Bacaan
◇ ◇ ◇ ◇ ◇

Selasa, 27 Maret 2012

BERSUARALAH, SAMPAIKANLAH, BUKAN HANCURKAN

-->

Perjuangan itu selalu pahit. Siang itu di sebuah bukit yang gersang, seorang laki-laki menyeru kepada masyarakat di kotanya untuk menuju jalan kebenaran. Sendirian, laki-laki itu harus menghadapi kaum yang telah terjangkit kapitalisme, premanisme, rasisme, dan hedonisme yang akut.

Apa yang dihadapi Laki-laki itu bukanlah sesuatu yang main-main. Wahyu Kebenaran yang hendak disampaikannya berhadapan langsung dengan kepentingan para tokoh dan pemuka kaum yang menginginkan agar status quo tetap dipertahankan. Para tokoh dan pemuka khawatir bahwa dakwah yang disampaikannya akan merusak tatanan sosial yang selama ini menguntungkan mereka. Demikianlah, laki-laki tadi kini ibarat menggenggam bara api. 

Sang Laki-laki tadi begitu resah melihat kemerosotan yang terjadi di kota kelahirannya itu. Masyarakat di kotanya telah hidup terlalu lama dalam bayangan kegelapan. Kegelapan yang dipenuhi perang antar suku, kekerasan, penistaan wanita, perjudian, kebodohan, pembunuhan anak-anak dan perbudakan. Hatinya berteriak, jiwanya gundah.

Setelah sekian lama berdakwah secara sembunyi-sembunyi, Muhammad, yang kelak akan memimpin sebuah pergerakan yang menggoncang dunia, memutuskan untuk menyuarakan kebenaran di hadapan kaumnya. Bukit itu, Shafa, menjadi saksi kebulatan tekadnya. Kebenaran haruslah disampaikan dengan terang. Kebenaran haruslah diteriakan.

◇ ◇ ◇ ◇ ◇

Perintah 1
Jawablah pertanyaan berikut berdasarkan bacaan di atas.
(a) Apa nama bukit tempat Muhammad menyuarakan kebenaran di hadapan kaumnya?
(b) Apa yang dikhawatirkan para tokoh dan pemuka kaum dari dakwah laki-laki itu?
(c) Dengan cara apa laki-laki itu berdakwah sebelum memutuskan menyuarakannya di hadapan kaumnya?
Perintah 2
Salinlah bagian bacaan di atas tanpa perubahan apa pun. Mulailah dari kata-kata "Perjuangan itu selalu", lalu berhentilah setelah kata-kata "menggenggam bara api.".

Bahan yang Tersedia
◇ ◇ ◇ ◇ ◇

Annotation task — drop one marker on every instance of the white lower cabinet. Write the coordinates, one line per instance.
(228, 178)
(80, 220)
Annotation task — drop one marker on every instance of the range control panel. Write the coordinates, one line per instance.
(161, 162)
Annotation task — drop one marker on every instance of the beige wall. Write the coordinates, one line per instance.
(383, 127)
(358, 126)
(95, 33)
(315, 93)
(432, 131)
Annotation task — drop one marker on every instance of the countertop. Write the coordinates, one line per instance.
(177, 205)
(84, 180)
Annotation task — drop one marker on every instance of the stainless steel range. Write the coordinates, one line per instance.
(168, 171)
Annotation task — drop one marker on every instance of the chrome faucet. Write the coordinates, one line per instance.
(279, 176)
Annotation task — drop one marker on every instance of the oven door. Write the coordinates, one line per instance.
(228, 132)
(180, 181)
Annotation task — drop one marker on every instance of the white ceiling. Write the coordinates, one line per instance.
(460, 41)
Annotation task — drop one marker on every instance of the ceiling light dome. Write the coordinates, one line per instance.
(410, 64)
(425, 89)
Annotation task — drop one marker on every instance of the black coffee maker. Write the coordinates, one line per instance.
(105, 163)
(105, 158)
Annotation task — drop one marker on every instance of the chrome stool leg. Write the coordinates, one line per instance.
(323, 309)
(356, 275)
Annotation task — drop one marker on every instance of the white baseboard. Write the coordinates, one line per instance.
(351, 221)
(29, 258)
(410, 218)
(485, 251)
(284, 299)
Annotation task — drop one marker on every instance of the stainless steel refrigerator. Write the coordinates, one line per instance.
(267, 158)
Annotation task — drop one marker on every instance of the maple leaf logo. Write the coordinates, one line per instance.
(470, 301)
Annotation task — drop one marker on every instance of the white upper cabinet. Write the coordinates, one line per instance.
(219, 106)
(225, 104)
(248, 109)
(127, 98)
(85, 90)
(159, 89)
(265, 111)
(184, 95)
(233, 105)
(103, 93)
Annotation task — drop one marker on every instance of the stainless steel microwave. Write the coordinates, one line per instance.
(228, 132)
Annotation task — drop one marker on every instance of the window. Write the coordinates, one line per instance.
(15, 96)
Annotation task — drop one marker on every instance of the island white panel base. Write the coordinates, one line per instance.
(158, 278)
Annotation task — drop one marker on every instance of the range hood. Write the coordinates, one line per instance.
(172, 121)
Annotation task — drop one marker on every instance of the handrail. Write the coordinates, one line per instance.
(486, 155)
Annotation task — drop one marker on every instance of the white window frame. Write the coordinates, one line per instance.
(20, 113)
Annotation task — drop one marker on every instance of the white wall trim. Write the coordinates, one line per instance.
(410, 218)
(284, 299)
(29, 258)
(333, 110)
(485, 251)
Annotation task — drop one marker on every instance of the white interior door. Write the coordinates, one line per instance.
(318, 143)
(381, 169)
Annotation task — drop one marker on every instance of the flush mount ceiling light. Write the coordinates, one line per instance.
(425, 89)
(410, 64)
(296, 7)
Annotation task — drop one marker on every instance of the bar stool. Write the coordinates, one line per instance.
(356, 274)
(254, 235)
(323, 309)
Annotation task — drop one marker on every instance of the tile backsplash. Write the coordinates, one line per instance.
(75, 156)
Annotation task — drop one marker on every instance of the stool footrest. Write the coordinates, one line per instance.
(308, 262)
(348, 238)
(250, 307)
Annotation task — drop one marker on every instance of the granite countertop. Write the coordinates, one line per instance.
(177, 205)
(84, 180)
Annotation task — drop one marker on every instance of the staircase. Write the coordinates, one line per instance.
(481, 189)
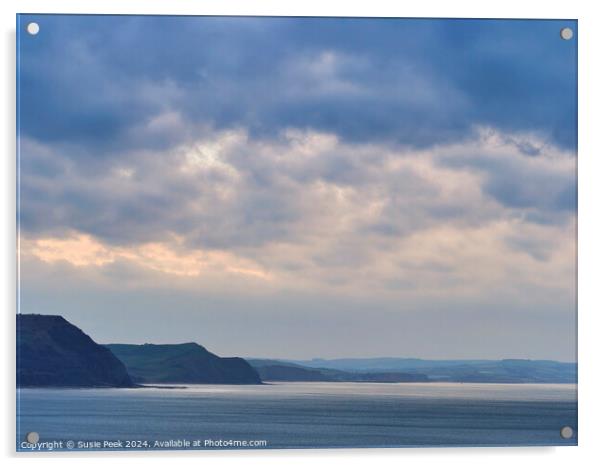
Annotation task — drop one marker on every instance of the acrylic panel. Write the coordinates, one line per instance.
(272, 232)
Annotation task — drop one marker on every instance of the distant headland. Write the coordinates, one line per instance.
(51, 352)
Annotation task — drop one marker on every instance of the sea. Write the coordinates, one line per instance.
(296, 415)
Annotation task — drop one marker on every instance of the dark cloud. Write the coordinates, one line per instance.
(92, 80)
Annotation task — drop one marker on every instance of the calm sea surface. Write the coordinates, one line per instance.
(298, 415)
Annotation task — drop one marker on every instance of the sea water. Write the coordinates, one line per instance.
(297, 415)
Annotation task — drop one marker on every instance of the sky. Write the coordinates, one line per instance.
(299, 188)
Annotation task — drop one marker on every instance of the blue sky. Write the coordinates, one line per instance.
(302, 187)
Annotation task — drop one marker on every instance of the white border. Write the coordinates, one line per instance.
(590, 225)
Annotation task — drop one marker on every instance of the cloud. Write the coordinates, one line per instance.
(309, 210)
(88, 81)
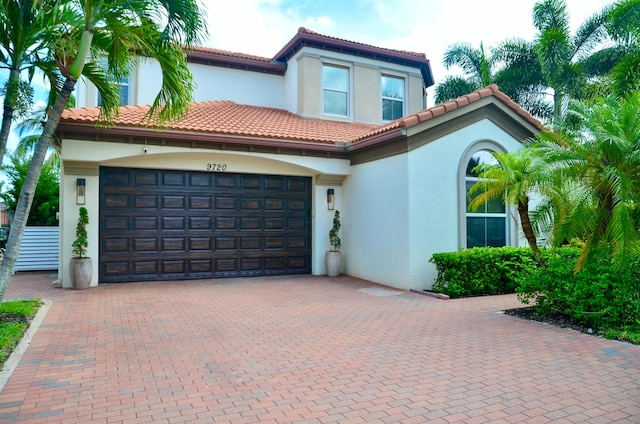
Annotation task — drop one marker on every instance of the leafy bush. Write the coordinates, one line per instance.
(597, 296)
(481, 270)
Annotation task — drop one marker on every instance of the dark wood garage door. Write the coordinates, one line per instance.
(173, 225)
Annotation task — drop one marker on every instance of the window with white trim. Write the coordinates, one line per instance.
(486, 226)
(392, 98)
(335, 85)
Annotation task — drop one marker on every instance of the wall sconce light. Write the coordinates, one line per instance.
(81, 191)
(330, 199)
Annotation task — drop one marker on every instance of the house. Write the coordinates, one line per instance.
(240, 186)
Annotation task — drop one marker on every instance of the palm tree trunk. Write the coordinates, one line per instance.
(527, 228)
(7, 117)
(28, 189)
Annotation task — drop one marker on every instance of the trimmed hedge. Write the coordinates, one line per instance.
(481, 270)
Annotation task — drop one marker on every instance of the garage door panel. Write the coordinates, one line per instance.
(274, 205)
(250, 182)
(143, 177)
(117, 201)
(168, 225)
(145, 245)
(200, 202)
(173, 245)
(174, 178)
(146, 202)
(115, 223)
(225, 181)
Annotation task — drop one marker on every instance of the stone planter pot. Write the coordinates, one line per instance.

◇ ◇ ◇ ◇ ◇

Hasil Latihan 1
(a) Shafa.
(b) Dakwah itu akan merusak tatanan sosial yang selama ini menguntungkan mereka.
(c) Secara sembunyi-sembunyi.

Hasil Latihan 2
Perjuangan itu selalu pahit. Siang itu di sebuah bukit yang gersang, seorang laki-laki menyeru kepada masyarakat di kotanya untuk menuju jalan kebenaran. Sendirian, laki-laki itu harus menghadapi kaum yang telah terjangkit kapitalisme, premanisme, rasisme, dan hedonisme yang akut.

Apa yang dihadapi Laki-laki itu bukanlah sesuatu yang main-main. Wahyu Kebenaran yang hendak disampaikannya berhadapan langsung dengan kepentingan para tokoh dan pemuka kaum yang menginginkan agar status quo tetap dipertahankan. Para tokoh dan pemuka khawatir bahwa dakwah yang disampaikannya akan merusak tatanan sosial yang selama ini menguntungkan mereka. Demikianlah, laki-laki tadi kini ibarat menggenggam bara api.